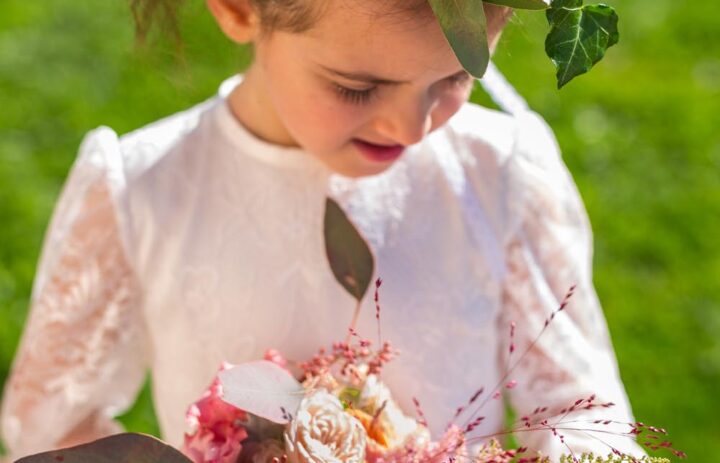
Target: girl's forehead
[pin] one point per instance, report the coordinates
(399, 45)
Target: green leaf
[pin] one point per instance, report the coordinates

...

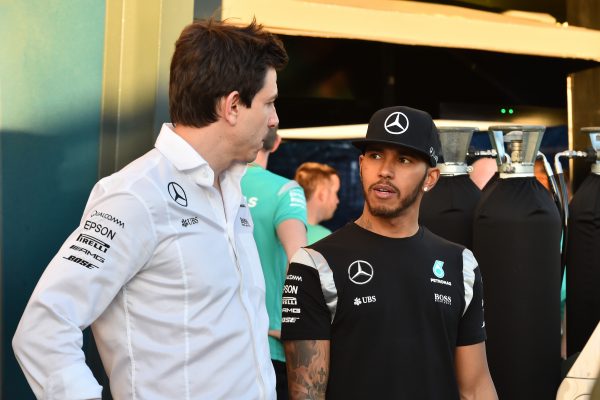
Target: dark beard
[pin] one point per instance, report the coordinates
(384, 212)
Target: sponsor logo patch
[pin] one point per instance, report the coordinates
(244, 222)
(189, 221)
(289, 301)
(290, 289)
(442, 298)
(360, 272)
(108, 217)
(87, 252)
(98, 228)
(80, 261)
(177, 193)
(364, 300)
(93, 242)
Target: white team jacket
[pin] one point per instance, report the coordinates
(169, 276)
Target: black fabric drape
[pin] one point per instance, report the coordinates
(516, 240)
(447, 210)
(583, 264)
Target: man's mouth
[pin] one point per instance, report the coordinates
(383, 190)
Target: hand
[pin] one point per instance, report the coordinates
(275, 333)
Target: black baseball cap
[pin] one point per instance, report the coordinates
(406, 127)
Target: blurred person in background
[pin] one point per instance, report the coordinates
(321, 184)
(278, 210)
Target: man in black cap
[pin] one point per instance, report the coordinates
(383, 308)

Your objective:
Please list every line above that contains the word "black", copying each one in full.

Output for this task:
Target: black fabric drape
Target: black baseball cap
Target: man in black cap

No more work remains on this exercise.